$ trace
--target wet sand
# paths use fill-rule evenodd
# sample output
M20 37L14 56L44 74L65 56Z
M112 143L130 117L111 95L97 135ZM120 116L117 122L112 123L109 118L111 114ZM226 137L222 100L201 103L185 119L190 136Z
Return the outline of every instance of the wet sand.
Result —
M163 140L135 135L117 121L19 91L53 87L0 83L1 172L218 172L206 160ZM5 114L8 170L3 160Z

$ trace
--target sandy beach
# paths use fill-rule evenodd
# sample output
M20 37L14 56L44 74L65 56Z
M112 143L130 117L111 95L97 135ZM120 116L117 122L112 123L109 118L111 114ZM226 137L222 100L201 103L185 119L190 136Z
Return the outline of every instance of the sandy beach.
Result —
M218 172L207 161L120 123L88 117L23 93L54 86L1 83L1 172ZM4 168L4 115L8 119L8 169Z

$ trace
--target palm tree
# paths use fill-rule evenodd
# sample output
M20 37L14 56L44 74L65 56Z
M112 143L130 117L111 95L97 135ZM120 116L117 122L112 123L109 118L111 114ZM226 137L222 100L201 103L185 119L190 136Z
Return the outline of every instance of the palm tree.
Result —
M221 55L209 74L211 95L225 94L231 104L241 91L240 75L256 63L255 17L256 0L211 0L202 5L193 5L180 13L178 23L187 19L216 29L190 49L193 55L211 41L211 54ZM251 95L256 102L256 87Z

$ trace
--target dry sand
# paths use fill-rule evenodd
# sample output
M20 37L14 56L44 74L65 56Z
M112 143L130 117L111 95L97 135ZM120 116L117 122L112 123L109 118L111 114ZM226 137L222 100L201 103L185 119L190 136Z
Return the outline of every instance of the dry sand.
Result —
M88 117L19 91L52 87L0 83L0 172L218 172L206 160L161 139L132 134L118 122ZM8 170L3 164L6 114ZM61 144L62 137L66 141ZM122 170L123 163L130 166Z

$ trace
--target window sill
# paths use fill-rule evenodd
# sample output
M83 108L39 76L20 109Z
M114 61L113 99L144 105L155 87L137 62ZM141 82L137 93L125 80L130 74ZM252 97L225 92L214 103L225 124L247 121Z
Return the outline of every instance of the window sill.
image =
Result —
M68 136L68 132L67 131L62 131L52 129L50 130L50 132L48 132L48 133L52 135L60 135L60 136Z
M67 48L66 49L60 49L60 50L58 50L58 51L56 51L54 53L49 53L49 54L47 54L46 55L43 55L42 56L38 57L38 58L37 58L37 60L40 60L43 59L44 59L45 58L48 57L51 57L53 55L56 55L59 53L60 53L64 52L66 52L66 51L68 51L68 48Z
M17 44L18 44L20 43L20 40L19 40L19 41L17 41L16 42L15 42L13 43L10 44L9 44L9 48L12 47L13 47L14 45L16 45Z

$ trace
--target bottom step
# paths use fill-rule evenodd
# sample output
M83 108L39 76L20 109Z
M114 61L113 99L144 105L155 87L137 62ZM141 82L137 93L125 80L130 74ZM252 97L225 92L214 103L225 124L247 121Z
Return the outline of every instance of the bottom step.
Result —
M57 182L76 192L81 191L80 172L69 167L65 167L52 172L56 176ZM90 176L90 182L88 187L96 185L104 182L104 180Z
+ + + + + + +
*Directions for this task*: Copy each line of the records that contains the word "every".

*Solution to this exercise*:
Return the outline of every instance of the wet sand.
Return the outline of every instance of the sandy beach.
Return the outline of every instance of the palm tree.
Return the outline of every instance of the dry sand.
Return the outline of every instance of the window sill.
Return the outline of every instance of the bottom step.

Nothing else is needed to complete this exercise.